● WORK TO BE COMPLETED
How many lines in the rows below contain the string "post"? State only the number.

● MATERIAL FOR THE TASK
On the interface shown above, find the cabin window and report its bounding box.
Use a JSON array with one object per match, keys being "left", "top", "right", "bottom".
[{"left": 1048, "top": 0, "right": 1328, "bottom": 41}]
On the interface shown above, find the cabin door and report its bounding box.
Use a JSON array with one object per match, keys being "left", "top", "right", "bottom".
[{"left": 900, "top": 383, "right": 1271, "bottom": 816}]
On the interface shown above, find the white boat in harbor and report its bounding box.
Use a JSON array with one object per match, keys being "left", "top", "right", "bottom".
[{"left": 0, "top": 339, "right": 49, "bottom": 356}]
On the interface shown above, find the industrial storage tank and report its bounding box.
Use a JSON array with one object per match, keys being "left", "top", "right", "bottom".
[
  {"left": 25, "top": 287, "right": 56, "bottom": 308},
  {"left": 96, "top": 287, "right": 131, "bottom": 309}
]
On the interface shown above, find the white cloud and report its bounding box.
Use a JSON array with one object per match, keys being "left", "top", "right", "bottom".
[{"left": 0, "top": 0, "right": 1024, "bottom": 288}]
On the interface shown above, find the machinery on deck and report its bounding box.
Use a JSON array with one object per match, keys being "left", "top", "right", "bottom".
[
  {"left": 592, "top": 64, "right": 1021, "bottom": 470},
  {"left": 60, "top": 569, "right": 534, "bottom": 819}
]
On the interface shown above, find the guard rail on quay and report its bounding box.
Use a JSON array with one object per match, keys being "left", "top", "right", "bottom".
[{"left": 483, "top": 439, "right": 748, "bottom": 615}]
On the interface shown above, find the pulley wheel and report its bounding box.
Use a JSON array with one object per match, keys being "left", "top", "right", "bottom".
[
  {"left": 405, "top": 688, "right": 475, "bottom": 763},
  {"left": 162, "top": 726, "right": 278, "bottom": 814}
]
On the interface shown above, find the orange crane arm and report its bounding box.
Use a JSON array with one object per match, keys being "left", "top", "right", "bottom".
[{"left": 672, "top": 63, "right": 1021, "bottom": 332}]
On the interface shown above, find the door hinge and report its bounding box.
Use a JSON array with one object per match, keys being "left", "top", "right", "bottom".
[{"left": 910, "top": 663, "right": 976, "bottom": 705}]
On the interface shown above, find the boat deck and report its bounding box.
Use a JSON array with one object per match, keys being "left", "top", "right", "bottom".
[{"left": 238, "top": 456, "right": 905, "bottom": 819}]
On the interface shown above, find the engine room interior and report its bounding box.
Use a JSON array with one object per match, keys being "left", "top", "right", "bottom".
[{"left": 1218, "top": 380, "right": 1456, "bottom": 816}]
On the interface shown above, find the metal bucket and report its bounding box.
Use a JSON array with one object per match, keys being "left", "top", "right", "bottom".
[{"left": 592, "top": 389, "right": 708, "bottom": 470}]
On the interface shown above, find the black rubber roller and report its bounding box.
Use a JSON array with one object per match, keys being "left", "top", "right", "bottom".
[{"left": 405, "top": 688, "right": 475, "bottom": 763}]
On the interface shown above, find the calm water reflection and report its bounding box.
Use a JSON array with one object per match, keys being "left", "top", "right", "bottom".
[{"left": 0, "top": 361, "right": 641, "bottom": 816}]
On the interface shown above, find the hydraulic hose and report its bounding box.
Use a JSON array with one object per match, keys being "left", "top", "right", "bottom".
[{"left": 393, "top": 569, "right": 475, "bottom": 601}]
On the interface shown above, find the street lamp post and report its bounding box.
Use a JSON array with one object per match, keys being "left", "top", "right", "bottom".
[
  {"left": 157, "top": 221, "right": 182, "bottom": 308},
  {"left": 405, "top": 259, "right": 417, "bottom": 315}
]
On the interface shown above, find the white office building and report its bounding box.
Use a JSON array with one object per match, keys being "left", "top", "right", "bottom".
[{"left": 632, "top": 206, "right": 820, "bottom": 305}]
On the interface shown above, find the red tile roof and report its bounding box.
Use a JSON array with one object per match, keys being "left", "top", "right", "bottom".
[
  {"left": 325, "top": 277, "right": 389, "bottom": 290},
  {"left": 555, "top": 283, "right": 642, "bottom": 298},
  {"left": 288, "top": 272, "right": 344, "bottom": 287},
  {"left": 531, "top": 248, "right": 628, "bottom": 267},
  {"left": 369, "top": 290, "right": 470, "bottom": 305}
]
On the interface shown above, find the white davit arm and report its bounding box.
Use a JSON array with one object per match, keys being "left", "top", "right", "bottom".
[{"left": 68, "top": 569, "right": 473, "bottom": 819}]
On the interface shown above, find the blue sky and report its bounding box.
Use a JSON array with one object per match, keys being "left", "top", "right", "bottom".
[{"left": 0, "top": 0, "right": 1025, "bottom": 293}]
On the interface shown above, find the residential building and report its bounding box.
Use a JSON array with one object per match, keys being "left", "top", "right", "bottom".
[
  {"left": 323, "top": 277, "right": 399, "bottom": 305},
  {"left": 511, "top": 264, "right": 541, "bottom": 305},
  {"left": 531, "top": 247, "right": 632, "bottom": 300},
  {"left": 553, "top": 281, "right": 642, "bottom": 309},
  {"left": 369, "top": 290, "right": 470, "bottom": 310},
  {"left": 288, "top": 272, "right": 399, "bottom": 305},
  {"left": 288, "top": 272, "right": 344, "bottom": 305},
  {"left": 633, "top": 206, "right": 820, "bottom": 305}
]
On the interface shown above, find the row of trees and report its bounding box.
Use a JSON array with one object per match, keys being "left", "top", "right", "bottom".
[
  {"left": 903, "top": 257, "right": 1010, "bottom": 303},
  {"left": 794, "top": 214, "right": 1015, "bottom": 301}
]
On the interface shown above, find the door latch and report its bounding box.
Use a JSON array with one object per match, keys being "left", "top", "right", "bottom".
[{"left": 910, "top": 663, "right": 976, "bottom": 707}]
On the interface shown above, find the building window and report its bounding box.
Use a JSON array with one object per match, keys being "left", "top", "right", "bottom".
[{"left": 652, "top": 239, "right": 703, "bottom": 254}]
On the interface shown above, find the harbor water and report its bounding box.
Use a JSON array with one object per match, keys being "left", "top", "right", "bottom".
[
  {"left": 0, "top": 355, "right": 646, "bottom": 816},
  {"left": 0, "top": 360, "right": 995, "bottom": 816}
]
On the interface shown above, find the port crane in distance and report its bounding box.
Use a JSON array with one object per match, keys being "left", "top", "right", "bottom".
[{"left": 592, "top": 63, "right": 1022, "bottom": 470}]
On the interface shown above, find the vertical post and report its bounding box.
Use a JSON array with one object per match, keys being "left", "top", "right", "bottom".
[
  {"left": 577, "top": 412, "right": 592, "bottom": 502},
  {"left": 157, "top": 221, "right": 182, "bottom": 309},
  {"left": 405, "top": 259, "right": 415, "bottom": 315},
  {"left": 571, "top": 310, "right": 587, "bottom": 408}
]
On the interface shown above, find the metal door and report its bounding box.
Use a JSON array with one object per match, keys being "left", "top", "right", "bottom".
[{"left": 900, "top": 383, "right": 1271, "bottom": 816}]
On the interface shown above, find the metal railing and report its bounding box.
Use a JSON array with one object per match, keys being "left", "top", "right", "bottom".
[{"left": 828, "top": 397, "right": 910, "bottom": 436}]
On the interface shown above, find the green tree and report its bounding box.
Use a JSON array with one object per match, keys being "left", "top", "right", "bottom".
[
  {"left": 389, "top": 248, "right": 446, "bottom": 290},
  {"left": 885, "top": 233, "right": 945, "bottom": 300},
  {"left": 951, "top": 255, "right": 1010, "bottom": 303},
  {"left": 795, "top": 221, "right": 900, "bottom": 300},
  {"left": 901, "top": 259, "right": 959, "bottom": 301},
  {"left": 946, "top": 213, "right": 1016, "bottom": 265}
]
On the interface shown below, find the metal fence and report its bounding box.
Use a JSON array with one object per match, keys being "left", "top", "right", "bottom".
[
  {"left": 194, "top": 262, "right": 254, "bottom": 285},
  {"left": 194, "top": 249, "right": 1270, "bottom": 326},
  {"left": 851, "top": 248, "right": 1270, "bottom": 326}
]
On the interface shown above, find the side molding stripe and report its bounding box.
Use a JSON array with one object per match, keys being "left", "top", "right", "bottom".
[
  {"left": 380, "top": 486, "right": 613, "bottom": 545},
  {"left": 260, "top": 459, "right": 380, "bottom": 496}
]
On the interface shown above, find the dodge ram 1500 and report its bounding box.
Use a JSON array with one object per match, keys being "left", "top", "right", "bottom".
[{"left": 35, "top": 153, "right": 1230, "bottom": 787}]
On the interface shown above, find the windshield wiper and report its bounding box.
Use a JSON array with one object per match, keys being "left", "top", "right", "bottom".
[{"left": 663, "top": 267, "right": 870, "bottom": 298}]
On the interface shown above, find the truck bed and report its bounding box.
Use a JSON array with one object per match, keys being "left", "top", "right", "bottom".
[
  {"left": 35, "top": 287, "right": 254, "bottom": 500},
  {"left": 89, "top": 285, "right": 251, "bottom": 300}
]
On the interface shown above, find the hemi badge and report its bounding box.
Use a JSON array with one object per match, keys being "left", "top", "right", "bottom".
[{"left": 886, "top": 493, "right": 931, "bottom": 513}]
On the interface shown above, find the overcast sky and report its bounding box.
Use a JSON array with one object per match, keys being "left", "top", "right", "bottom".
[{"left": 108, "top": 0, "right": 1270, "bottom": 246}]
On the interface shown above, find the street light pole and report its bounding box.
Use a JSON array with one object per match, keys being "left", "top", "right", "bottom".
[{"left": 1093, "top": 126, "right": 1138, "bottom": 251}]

● CORRECT RESPONSE
2